__The task__.
Print the data that follows exactly.

__Provided entries__.

....

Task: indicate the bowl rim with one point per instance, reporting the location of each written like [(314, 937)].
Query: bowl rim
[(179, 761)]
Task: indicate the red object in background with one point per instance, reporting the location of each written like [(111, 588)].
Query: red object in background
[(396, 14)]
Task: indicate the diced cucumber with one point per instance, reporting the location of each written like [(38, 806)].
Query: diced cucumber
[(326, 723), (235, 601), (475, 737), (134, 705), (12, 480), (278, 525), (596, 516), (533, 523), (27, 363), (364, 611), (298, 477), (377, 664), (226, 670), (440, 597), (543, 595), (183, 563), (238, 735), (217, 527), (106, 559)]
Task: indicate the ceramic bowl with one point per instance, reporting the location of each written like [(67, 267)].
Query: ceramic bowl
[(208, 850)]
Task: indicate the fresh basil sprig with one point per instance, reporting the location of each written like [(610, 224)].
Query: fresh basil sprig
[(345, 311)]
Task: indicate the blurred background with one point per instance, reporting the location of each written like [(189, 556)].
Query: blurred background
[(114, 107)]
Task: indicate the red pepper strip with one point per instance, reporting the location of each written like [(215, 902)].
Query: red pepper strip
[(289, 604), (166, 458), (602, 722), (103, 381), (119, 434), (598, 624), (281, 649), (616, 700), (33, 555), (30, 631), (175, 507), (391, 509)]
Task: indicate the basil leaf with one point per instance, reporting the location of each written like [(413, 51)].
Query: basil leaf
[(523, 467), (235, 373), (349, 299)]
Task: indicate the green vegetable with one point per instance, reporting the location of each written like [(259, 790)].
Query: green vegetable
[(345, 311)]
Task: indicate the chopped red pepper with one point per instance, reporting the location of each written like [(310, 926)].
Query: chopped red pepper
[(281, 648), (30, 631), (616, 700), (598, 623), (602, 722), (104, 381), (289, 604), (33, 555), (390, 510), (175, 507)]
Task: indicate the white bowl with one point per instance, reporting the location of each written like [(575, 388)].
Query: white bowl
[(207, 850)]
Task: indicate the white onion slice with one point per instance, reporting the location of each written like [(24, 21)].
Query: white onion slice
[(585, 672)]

....

__Response for this exercise__.
Task: indicate the bowl rim with one point per instance, reporting the location of each written like [(314, 937)].
Query: bowl rim
[(179, 761)]
Task: indicate the red object in background with one point per instance, reporting the location of each written like [(111, 588)].
Query: red object in background
[(396, 14)]
Task: indicate the diced cucumber with one point per instance, reporting the location of each written like [(38, 806)].
Query: diced cucumber
[(326, 723), (235, 601), (475, 737), (134, 705), (12, 480), (278, 525), (596, 516), (533, 523), (27, 363), (364, 611), (298, 477), (377, 664), (226, 670), (440, 597), (543, 595), (183, 563), (238, 735), (217, 527), (106, 559)]
Task: indicate the ceramic bowl with one point per instance, reporting the location of each written like [(67, 267)].
Query: ceramic bowl
[(208, 850)]
Task: indicate the fresh basil sprig with one point per instance, reporting the location of each written like [(610, 224)].
Query: fresh basil sprig
[(345, 311)]
Task: indicate the blurred background with one point per instance, reporting the location of each written like [(189, 556)].
Query: blurred background
[(114, 107)]
Task: indicate the red pepper strip with one point per instance, reporting the location of each written like [(215, 902)].
Query: red pepper strip
[(289, 604), (166, 458), (602, 722), (103, 381), (119, 434), (598, 624), (281, 649), (616, 700), (33, 555), (30, 631), (175, 507), (391, 509)]
Task: indicate the basil leaf with one point per instance, reporting the location of each written like [(413, 51)].
Query: basil leaf
[(523, 467), (235, 373), (349, 299)]
Task: indicate the green vegetable with one point per instance, reporting the location of each written like [(259, 790)].
Query: green vegetable
[(345, 311)]
Task: indicate the chopped red pepper with one point per instance, reporting the location of each written like [(310, 926)].
Query: chopped red pepper
[(281, 648), (30, 631), (616, 700), (598, 623), (602, 722), (104, 381), (289, 604), (33, 555), (390, 510), (175, 507)]
Task: indicate the white bowl with one point per instance, reporting the location of each written like [(575, 388)].
Query: white bowl
[(207, 850)]
Task: indicate the white onion slice with one point per instance, reporting the location of each written like [(24, 21)].
Query: white onion slice
[(585, 672)]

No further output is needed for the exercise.